Labeled shape records:
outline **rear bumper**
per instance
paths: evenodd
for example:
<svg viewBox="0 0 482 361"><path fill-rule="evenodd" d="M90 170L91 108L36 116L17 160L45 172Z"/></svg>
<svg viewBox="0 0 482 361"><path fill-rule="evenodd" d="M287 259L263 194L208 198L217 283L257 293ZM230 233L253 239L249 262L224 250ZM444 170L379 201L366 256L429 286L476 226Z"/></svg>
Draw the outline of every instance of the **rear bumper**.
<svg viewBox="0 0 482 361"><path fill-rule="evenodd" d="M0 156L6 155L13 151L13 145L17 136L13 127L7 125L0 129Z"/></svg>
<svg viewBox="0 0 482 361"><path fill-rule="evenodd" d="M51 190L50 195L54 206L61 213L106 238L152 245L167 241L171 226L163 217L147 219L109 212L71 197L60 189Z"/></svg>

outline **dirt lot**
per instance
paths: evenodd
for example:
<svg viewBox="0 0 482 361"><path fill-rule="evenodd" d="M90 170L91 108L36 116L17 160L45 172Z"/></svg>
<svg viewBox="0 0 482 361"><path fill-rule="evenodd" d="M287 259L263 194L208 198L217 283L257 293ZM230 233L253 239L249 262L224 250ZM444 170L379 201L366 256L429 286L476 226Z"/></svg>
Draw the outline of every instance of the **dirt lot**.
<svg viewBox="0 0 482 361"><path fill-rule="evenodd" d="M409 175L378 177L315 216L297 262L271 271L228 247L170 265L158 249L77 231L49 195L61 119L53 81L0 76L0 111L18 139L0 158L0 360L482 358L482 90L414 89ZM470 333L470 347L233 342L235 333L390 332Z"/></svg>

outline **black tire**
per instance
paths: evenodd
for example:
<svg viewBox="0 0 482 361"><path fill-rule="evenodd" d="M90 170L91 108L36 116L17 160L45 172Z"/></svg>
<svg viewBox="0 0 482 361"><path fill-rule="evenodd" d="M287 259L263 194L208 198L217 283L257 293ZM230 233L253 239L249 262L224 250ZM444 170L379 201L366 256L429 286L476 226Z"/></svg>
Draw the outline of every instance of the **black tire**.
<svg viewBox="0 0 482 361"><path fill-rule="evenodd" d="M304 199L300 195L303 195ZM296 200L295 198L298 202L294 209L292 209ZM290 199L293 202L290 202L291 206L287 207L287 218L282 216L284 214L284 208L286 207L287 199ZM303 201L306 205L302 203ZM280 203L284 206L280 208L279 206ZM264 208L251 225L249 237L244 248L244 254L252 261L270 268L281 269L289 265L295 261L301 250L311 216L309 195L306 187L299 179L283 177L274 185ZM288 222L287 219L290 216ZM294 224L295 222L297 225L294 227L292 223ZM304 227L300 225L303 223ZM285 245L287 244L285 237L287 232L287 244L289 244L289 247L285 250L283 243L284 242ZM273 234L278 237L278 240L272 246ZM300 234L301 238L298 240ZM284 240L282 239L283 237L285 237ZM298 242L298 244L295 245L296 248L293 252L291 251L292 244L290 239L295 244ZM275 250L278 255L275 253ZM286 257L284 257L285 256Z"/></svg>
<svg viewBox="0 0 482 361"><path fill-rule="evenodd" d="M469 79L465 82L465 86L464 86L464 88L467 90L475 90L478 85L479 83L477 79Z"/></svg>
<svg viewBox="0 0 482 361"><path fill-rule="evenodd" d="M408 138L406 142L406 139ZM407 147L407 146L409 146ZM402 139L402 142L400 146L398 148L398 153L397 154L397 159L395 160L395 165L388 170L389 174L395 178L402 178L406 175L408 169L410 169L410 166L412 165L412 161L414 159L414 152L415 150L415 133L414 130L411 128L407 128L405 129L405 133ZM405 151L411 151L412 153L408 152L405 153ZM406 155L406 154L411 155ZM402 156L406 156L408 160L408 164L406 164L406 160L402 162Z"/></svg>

Task description — Extract the complete listing verbatim.

Finished task —
outline **rear bumper**
per instance
paths: evenodd
for example:
<svg viewBox="0 0 482 361"><path fill-rule="evenodd" d="M90 170L91 108L36 116L17 160L45 172Z"/></svg>
<svg viewBox="0 0 482 361"><path fill-rule="evenodd" d="M287 259L263 194L208 198L217 283L257 293ZM230 233L253 239L249 262L224 250ZM444 170L379 201L366 256L429 286L476 226Z"/></svg>
Draw the outline of every instance of the **rear bumper**.
<svg viewBox="0 0 482 361"><path fill-rule="evenodd" d="M0 156L6 155L13 151L13 145L17 136L13 127L7 125L0 129Z"/></svg>
<svg viewBox="0 0 482 361"><path fill-rule="evenodd" d="M51 190L50 195L54 206L61 213L106 238L152 245L167 241L171 226L163 217L147 219L109 212L71 197L60 189Z"/></svg>

outline **dirt lot**
per instance
paths: evenodd
for example:
<svg viewBox="0 0 482 361"><path fill-rule="evenodd" d="M90 170L91 108L36 116L17 160L45 172Z"/></svg>
<svg viewBox="0 0 482 361"><path fill-rule="evenodd" d="M287 259L263 194L208 198L217 283L257 293ZM230 233L253 239L249 262L224 250ZM444 170L379 201L366 256L429 286L476 226Z"/></svg>
Draw the outline of every instance of the **dirt lot**.
<svg viewBox="0 0 482 361"><path fill-rule="evenodd" d="M409 175L378 177L315 216L297 262L271 271L228 247L170 265L158 249L77 231L49 195L61 119L53 81L0 76L0 111L18 139L0 158L0 360L482 358L482 90L414 89ZM470 333L470 347L233 342L235 333L390 332Z"/></svg>

outline **black tire**
per instance
paths: evenodd
for example:
<svg viewBox="0 0 482 361"><path fill-rule="evenodd" d="M90 170L91 108L36 116L17 160L45 172Z"/></svg>
<svg viewBox="0 0 482 361"><path fill-rule="evenodd" d="M287 259L263 194L208 198L217 283L257 293ZM230 233L253 239L249 262L224 250ZM444 170L379 201L366 256L429 286L476 226Z"/></svg>
Draw the outline of every instance of the **black tire**.
<svg viewBox="0 0 482 361"><path fill-rule="evenodd" d="M304 199L300 195L303 195ZM296 200L295 198L298 202L294 209L292 209ZM290 199L293 202L290 202L291 206L287 207L287 218L282 216L284 214L284 208L286 207L287 199ZM303 201L306 205L302 203ZM280 203L284 206L280 208L279 206ZM264 208L251 225L249 237L244 248L244 254L252 261L270 268L281 269L289 265L295 261L301 250L311 216L309 195L306 187L299 179L283 177L274 185ZM288 222L287 219L290 216ZM294 224L295 222L297 225L294 227L292 223ZM304 227L300 225L303 223ZM285 245L287 244L285 237L287 232L287 244L289 244L289 247L285 250L283 243L284 242ZM273 234L278 237L278 240L272 246ZM300 234L301 238L298 240ZM284 240L282 239L283 237L285 237ZM298 242L298 244L295 245L296 248L293 252L291 251L292 244L290 239L295 244ZM275 250L278 255L275 253ZM286 257L284 257L285 256Z"/></svg>
<svg viewBox="0 0 482 361"><path fill-rule="evenodd" d="M469 79L465 82L465 86L464 86L464 88L467 90L475 90L478 85L479 83L477 79Z"/></svg>
<svg viewBox="0 0 482 361"><path fill-rule="evenodd" d="M408 138L406 142L406 139ZM407 147L407 146L409 146ZM402 139L402 142L400 146L398 148L398 153L397 154L397 159L395 160L395 165L388 170L389 174L395 178L402 178L406 175L408 169L410 169L410 166L412 165L412 161L414 159L414 152L415 150L415 133L414 130L411 128L407 128L405 129L405 133ZM405 151L411 151L412 153L408 152L405 153ZM406 155L406 154L411 155ZM402 156L406 156L408 160L408 164L406 164L406 160L402 162Z"/></svg>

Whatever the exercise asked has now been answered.